*DESCRIPCIÓN DEL PROBLEMA*: Sigue escribiendo la entrevista sobre el exilio republicano español en México a partir de la última pregunta.

*TEXTO MOSTRADO*:
○ ○ ○

El exilio republicano español en México. Entrevista a Javier Garciadiego










“Exilio, sobrevivencia y universalización: la intelectualidad española en México” es el título de las cuatro lecciones que Javier Garciadiego, presidente del Colegio de México, ha dictado en la Residencia de Estudiantes. En ellas el historiador se ocupó de las relaciones que Alfonso Reyes y Octavio Paz mantuvieron con los exiliados republicanos españoles, del inequívoco sello impreso por los principios inspiradores de la Institución Libre de Enseñanza en la fundación de la Casa de España y del trabajo de los exiliados en diversas empresas editoriales y, de forma singular, en Fondo de Cultura Económica.   

–México está conmemorando el 75º aniversario de la llegada de los exiliados republicanos españoles con un amplio programa de actividades. ¿Significa que el país mantiene la memoria viva de este exilio? ¿Forma parte del imaginario colectivo o acaso solo en unas élites?

○ ○ ○

*LISTADO RECIBIDO*:

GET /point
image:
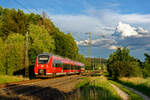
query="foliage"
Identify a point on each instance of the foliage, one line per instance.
(8, 79)
(43, 37)
(138, 83)
(2, 49)
(120, 64)
(14, 54)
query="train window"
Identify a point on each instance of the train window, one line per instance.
(43, 59)
(54, 65)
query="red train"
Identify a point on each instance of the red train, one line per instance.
(48, 64)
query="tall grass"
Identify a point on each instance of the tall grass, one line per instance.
(96, 88)
(140, 84)
(9, 79)
(132, 95)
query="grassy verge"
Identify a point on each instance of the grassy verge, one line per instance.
(140, 84)
(132, 95)
(97, 88)
(9, 79)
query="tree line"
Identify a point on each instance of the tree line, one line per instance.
(43, 36)
(122, 64)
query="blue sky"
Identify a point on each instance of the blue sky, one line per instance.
(113, 23)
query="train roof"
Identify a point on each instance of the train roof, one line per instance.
(62, 59)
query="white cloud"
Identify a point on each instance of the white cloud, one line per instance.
(133, 29)
(126, 30)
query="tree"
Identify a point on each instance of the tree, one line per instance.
(2, 52)
(121, 64)
(146, 65)
(14, 54)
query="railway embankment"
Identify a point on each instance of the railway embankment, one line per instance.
(55, 89)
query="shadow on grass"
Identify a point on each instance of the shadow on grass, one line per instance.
(48, 93)
(92, 93)
(141, 87)
(32, 93)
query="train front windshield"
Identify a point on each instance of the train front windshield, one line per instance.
(43, 59)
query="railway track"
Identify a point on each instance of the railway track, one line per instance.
(34, 89)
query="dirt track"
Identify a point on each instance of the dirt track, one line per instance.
(51, 89)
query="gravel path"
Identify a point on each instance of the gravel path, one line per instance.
(51, 89)
(123, 94)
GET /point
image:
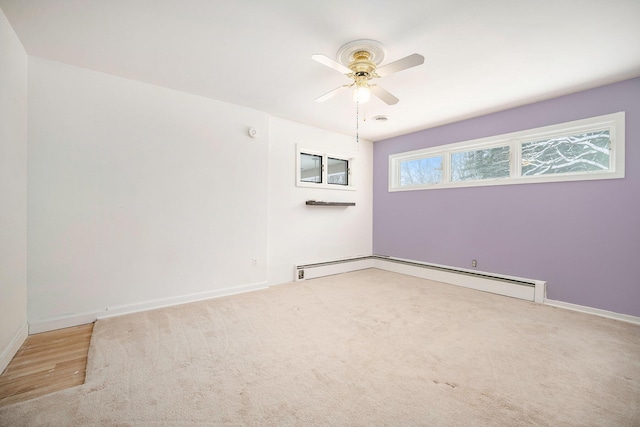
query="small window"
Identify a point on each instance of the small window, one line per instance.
(424, 171)
(578, 153)
(338, 171)
(580, 150)
(322, 170)
(310, 168)
(488, 163)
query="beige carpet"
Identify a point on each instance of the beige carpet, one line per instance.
(369, 348)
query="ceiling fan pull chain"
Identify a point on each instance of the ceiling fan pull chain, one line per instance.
(357, 121)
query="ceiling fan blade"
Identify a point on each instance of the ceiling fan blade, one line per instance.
(330, 94)
(400, 64)
(325, 60)
(384, 95)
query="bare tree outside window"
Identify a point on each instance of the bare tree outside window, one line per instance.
(489, 163)
(585, 152)
(423, 171)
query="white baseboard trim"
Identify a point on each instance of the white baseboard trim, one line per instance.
(184, 299)
(13, 347)
(515, 287)
(61, 322)
(595, 311)
(51, 324)
(313, 271)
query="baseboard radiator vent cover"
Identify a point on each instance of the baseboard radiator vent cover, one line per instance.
(516, 287)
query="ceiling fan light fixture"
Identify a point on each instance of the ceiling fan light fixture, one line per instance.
(361, 94)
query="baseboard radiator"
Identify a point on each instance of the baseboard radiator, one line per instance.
(516, 287)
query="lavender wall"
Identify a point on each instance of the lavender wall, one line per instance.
(583, 237)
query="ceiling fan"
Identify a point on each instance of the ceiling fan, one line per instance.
(359, 61)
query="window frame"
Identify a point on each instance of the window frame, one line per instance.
(325, 184)
(614, 123)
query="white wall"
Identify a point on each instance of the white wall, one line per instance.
(139, 196)
(300, 234)
(13, 193)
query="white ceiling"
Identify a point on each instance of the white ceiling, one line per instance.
(481, 56)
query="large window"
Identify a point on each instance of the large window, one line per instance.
(322, 170)
(581, 150)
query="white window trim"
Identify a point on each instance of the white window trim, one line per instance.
(615, 123)
(325, 170)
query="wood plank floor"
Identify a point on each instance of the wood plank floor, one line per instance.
(46, 362)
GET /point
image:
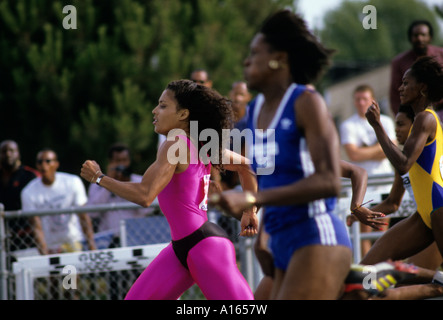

○ ○ ○

*RESPUESTA DEL EJERCICIO*:
–El exilio español tiene dos expresiones en México. Una expresión cultural, que ha trasminado toda la sociedad, sobre todo la sociedad urbana y, en particular, la ciudad de México. Es perceptible todavía la presencia, fuerte y directa, de los hijos, de los nietos y de los bisnietos de los exiliados. Conocemos los llamados poetas de la segunda generación y ahora también a los poetas de la tercera generación. Además, se mantienen instituciones educativas como el Colegio Madrid o en el Instituto Luis Vives. Estos centros tienen muy presente su ascendencia y los alumnos salen con una ideología muy identificada con la República, claro que actualizándola al México, a la España y al mundo de hoy. Y, por otro lado, es posible detectar también una impronta más social, un legado que rebasaría los estrictos márgenes del exilio: este nos ha dado magníficas instituciones; trajo una nueva pintura, por ejemplo, el muralismo se vio confrontado con buena pintura de caballete; la literatura nacionalista entró en crisis o, por lo menos, puede decirse que se abrieron nuevas perspectivas, que revistas e editoriales facilitaron otras posibilidades… Fueron 20.000 personas las que llegaron, casi todas ellas a la ciudad de México, pero 20.000 personas protagónicas, líderes en sus campos. Su influencia, además, no se redujo al ámbito de las humanidades: transformaron la vida hospitalaria, la investigación científica… El gran reconocimiento de ese impresionante impacto se da, yo no diría entre las élites, sino entre los sectores intelectuales que conocen el valor del exilio republicano español.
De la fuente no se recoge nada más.